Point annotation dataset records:

++++++++++++++++++++

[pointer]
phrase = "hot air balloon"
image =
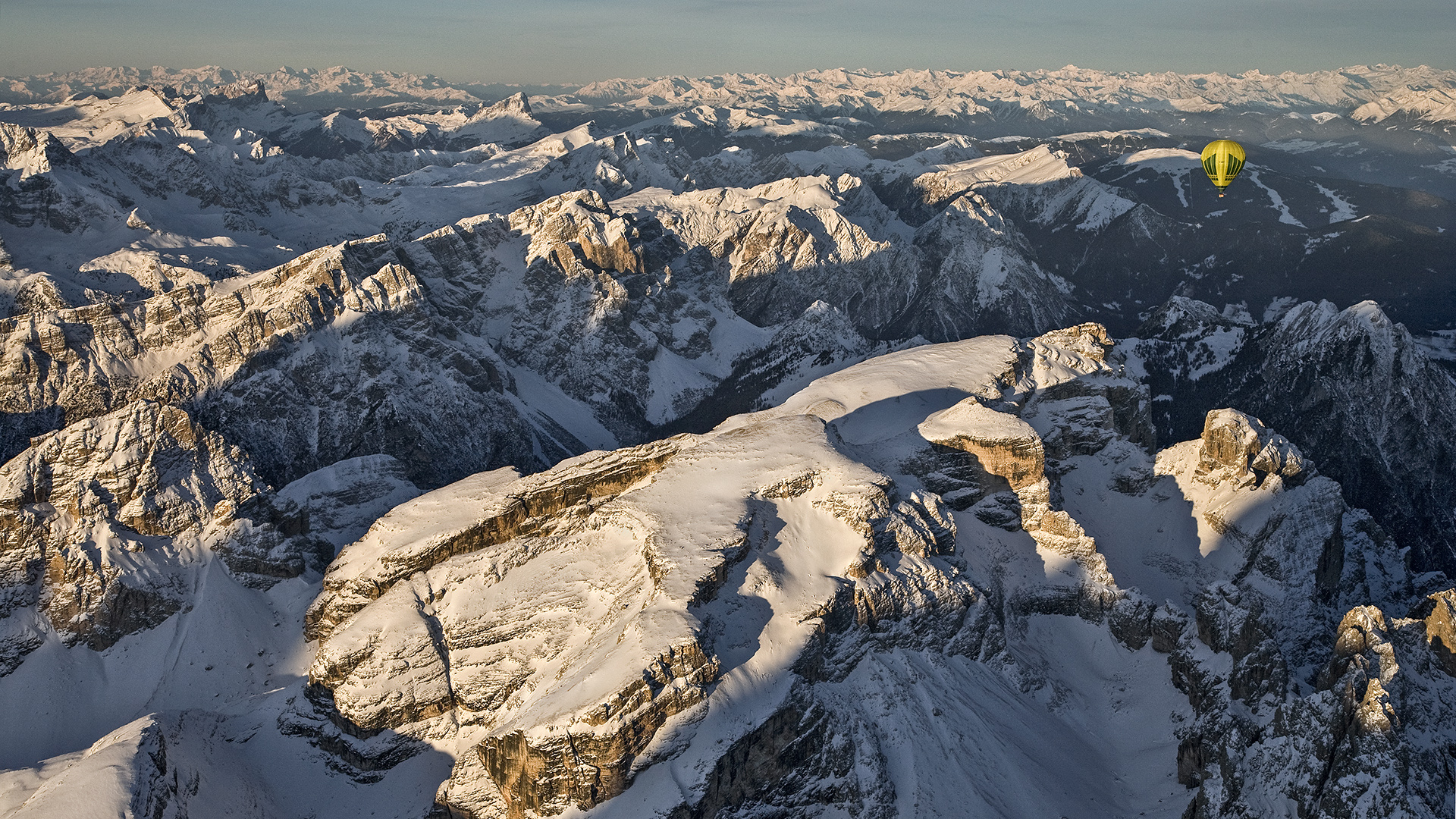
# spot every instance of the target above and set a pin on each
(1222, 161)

++++++++++++++++++++

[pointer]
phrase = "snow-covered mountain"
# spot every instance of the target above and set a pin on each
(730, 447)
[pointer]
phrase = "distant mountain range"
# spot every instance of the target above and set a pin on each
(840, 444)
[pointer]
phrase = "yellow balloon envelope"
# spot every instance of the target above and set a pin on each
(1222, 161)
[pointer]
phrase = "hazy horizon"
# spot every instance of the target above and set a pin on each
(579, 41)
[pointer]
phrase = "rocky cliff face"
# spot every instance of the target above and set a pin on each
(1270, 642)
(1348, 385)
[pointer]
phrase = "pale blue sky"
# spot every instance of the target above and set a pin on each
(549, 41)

++++++++++++++++++++

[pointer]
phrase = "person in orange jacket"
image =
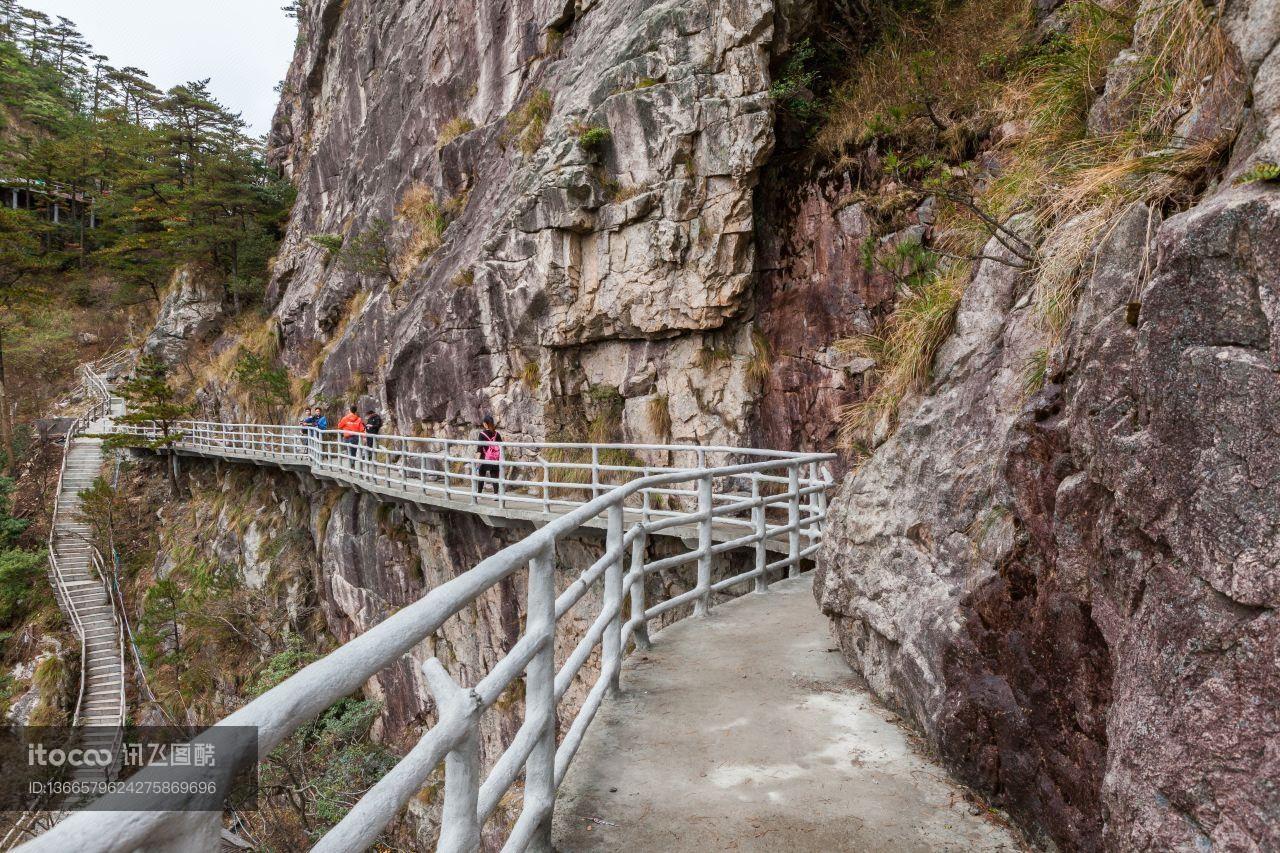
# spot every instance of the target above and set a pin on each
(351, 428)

++++++++++++++++++++

Exercise description: Please count the lines in the records above that contain the string "phrase", with case counting, and give only the number.

The completed task: 8